→ **PROBLEM TO SOLVE**:
Rewrite the records below with every "turning-movement study" changed to "intersection survey" and everything else left as it is. Leave the pictures out of your version.

[BEGIN LISTED ENTRIES]

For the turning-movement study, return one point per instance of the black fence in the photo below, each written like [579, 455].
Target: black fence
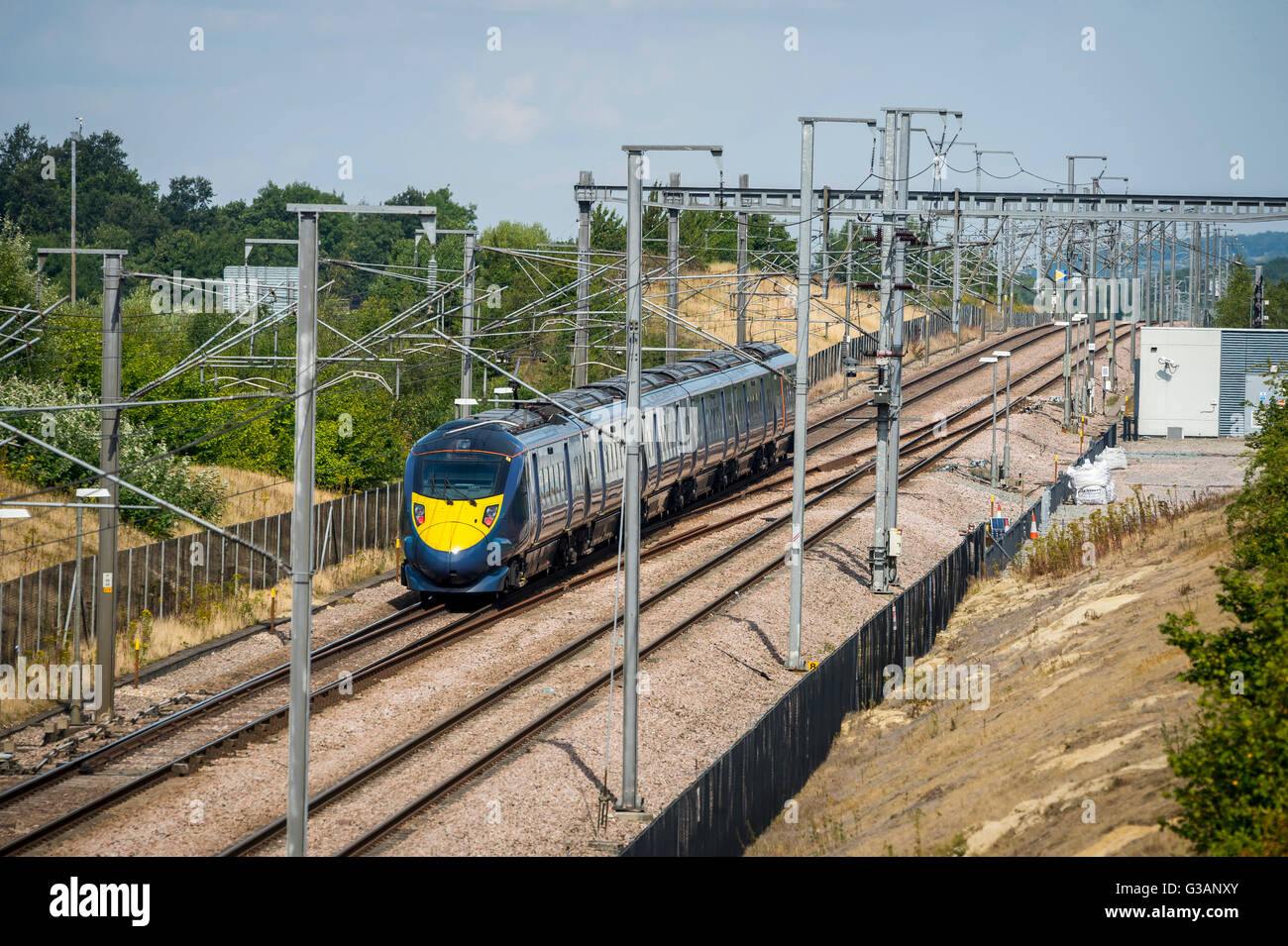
[741, 794]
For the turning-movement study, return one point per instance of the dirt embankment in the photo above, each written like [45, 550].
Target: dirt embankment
[1064, 755]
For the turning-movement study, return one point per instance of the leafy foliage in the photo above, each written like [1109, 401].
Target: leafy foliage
[1235, 761]
[142, 455]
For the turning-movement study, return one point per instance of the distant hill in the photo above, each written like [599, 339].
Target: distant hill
[1260, 248]
[1275, 269]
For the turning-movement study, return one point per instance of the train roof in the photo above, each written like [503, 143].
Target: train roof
[509, 421]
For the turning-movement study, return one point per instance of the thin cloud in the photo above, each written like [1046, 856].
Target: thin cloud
[506, 117]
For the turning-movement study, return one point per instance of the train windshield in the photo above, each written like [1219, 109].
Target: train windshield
[460, 475]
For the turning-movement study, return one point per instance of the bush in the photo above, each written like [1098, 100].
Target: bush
[77, 433]
[1234, 761]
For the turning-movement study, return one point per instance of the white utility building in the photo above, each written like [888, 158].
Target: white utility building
[1198, 381]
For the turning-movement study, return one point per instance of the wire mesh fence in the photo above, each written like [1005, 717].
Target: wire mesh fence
[180, 576]
[739, 795]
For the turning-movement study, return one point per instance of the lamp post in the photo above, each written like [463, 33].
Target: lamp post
[1006, 448]
[992, 463]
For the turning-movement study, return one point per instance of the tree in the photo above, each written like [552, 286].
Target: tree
[1234, 308]
[17, 277]
[1234, 762]
[188, 201]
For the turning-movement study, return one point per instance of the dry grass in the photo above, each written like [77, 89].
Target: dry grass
[708, 300]
[1082, 684]
[211, 619]
[240, 609]
[50, 536]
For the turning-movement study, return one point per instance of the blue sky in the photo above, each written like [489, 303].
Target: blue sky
[412, 94]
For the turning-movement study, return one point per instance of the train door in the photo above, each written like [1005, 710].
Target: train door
[579, 488]
[537, 497]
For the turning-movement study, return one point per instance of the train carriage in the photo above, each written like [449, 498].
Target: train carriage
[497, 498]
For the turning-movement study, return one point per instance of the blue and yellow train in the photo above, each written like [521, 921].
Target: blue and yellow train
[497, 498]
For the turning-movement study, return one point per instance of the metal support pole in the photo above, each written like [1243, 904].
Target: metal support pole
[301, 540]
[1006, 447]
[1194, 286]
[742, 269]
[797, 550]
[75, 139]
[901, 274]
[997, 258]
[468, 325]
[673, 274]
[957, 267]
[887, 356]
[108, 461]
[77, 623]
[630, 798]
[581, 335]
[1068, 368]
[992, 461]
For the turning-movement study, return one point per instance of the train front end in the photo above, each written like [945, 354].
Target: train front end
[459, 530]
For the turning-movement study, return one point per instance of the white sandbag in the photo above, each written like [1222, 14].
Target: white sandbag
[1089, 473]
[1091, 495]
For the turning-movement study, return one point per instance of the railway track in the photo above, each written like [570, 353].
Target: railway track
[387, 760]
[214, 729]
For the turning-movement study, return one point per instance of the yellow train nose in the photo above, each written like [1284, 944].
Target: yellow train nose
[451, 536]
[454, 527]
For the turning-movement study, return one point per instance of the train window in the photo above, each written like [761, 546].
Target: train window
[460, 475]
[519, 504]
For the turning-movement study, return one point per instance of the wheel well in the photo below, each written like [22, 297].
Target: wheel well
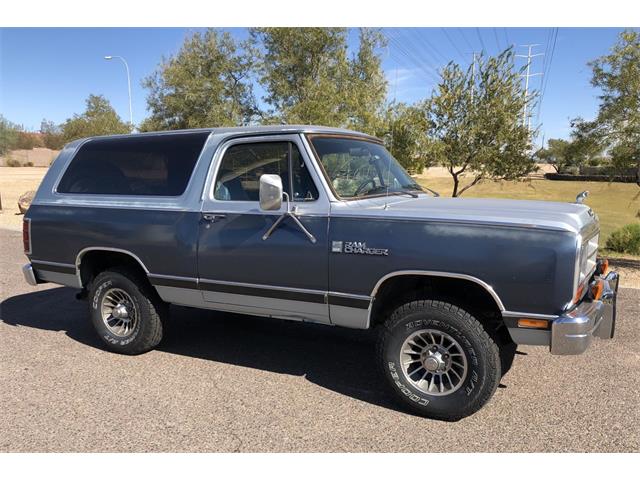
[464, 293]
[95, 261]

[END LISTED ENTRIES]

→ **EXERCISE SOLUTION**:
For the intersection survey, return one point per instance of the black fence in the photo below, each written like [579, 455].
Target: black fence
[741, 794]
For the intersection survey, return one point per instance of the dirt embankment in the photo above, each written like [45, 550].
Target: dirt embankment
[1064, 755]
For the intersection survey, return one point per instance of the leafy foliage in the photo above, each written like [1109, 401].
Target: leafy foliage
[1235, 761]
[142, 455]
For the intersection survey, return one point per instance of the distant hill in the photo above, each written like [599, 339].
Target: distant hill
[1260, 248]
[1275, 269]
For the intersection survey, return one point per instance of the train roof in the photo above, each written like [503, 143].
Target: train roof
[509, 421]
For the intersection survey, return one point per instance of the thin cloud in the photo above, each written like [1046, 856].
Target: thin cloud
[506, 117]
For the intersection survey, return one point per instance of the train windshield in the photo above, each written like [1219, 109].
Target: train windshield
[460, 475]
For the intersection survey, return one point per instance of the bush in the photo above, each written like [1098, 100].
Target: bush
[77, 433]
[1234, 761]
For the intersection survey, return one point per instance of the white utility building in the photo above, each written like [888, 158].
Target: white utility building
[1198, 381]
For the intersection survey, return one point per instance of the wire mesh fence in the photo above, each written like [1005, 717].
Target: wire mesh fence
[180, 576]
[739, 795]
For the intersection survey, return one point per instance of the lamp post in the photo above, each written like [463, 33].
Target: lamp post
[1006, 448]
[992, 463]
For the intersection survey, return one point per instance of the tree in the photo above, each written like [552, 286].
Target: tree
[1234, 308]
[17, 277]
[1234, 762]
[188, 201]
For the intersection survey, return one point per instance of the dry grass in the photo above, each written like [77, 89].
Target: dry grass
[708, 300]
[1082, 684]
[211, 619]
[240, 609]
[50, 536]
For the intersection survey, return one point per instance of the blue sky in the photo above, each written like [489, 303].
Target: blue sky
[412, 94]
For the intersection survey, return one point per instance of the train door in the photo above, each written like [1005, 710].
Target: train door
[579, 488]
[537, 497]
For the intersection survey, return one point per instance of the train carriage in the photo above, each written like [449, 498].
Target: train carriage
[497, 498]
For the intersection survey, return one point per instance of the blue and yellow train in the photo above, each written like [521, 921].
Target: blue and yellow train
[497, 498]
For the intersection survey, return one point per instance of the metal support pole in the photo above, each written like [1243, 904].
Target: metal support pole
[301, 540]
[1006, 447]
[1194, 286]
[742, 269]
[797, 550]
[75, 139]
[901, 274]
[997, 258]
[468, 325]
[673, 274]
[957, 267]
[887, 356]
[108, 461]
[77, 623]
[630, 798]
[581, 335]
[1068, 368]
[992, 461]
For the intersection survey, return one point per instance of the train front end in the photo above, each written like [945, 354].
Target: train front end
[459, 530]
For the intersection survey, return one point per instance of the white sandbag in the photo above, each written like [1222, 14].
Target: white sandbag
[1089, 473]
[1091, 495]
For the intersection survey, return one point per instance of the railway track in the photo above, each written like [570, 353].
Target: railway track
[387, 760]
[214, 729]
For the intersection survey, return one point per instance of the yellow train nose in the photo above, each written like [1284, 944].
Target: yellow train nose
[451, 536]
[454, 527]
For the intersection survey, return one point per instance of the train window in the photo above, each written like [761, 546].
Target: train window
[460, 475]
[519, 504]
For the intersection survey, return one point per instance of the wheel well in the photo below, each written like [22, 297].
Target: wheel well
[464, 293]
[95, 261]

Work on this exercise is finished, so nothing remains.